_What the task requires_: In the data below, copy out word for word the lines starting at the one that contains "Q: For each instance of the willow" and ending at the one that contains "x=429, y=343", both included.

_Items_:
★ ★ ★ ★ ★
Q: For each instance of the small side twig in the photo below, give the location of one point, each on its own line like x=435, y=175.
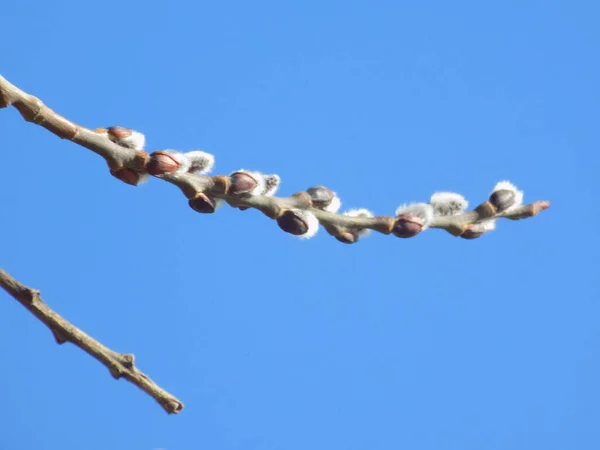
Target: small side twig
x=120, y=365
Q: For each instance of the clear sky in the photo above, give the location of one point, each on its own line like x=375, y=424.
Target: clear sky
x=276, y=343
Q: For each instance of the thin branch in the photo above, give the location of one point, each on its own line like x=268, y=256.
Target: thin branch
x=129, y=164
x=119, y=364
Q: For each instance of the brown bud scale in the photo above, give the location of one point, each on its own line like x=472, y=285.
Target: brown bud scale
x=161, y=163
x=292, y=223
x=202, y=203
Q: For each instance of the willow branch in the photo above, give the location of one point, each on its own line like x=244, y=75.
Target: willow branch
x=120, y=365
x=127, y=164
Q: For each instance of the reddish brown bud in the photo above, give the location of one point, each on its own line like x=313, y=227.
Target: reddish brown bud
x=161, y=163
x=407, y=226
x=119, y=132
x=502, y=199
x=241, y=183
x=126, y=175
x=292, y=223
x=202, y=203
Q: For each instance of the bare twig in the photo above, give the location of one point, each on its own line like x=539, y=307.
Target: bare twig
x=125, y=163
x=119, y=364
x=130, y=164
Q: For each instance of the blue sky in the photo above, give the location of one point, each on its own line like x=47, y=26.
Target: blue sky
x=429, y=343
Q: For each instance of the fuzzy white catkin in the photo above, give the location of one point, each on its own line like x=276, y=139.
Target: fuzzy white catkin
x=335, y=204
x=448, y=203
x=201, y=162
x=272, y=183
x=424, y=211
x=312, y=223
x=360, y=212
x=136, y=141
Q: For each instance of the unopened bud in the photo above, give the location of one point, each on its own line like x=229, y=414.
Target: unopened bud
x=411, y=219
x=407, y=226
x=347, y=237
x=324, y=198
x=162, y=162
x=129, y=176
x=448, y=203
x=506, y=196
x=299, y=223
x=202, y=203
x=242, y=183
x=200, y=162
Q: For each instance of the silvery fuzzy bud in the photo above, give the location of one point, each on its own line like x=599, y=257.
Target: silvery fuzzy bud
x=204, y=204
x=201, y=162
x=476, y=230
x=421, y=211
x=163, y=162
x=245, y=182
x=253, y=183
x=506, y=196
x=299, y=223
x=324, y=198
x=407, y=226
x=125, y=137
x=358, y=232
x=448, y=204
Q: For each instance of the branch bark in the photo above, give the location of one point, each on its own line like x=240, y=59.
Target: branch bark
x=121, y=159
x=120, y=365
x=128, y=164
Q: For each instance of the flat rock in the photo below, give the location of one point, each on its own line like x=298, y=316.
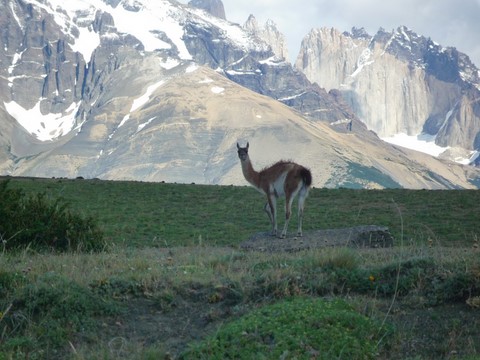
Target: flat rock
★ ★ ★ ★ ★
_Correct response_:
Q: For each instance of the willow branch in the photo above, give the location of one point, each on its own line like x=244, y=75.
Target: willow branch
x=120, y=365
x=127, y=164
Q: For each instance of the reddish brown bud in the photo above, give the location of one point, each on its own line like x=313, y=227.
Target: reddish brown bud
x=161, y=163
x=407, y=226
x=119, y=132
x=502, y=199
x=241, y=183
x=126, y=175
x=292, y=223
x=202, y=203
Q: For each instance of the bare twig in the photo above, give the location of one point, each on its own line like x=539, y=307.
Target: bare twig
x=125, y=163
x=119, y=364
x=130, y=164
Q: For each instance of the blue sky in the photo above, give the location of one point, each on its own line like x=47, y=26.
Target: blue sky
x=429, y=343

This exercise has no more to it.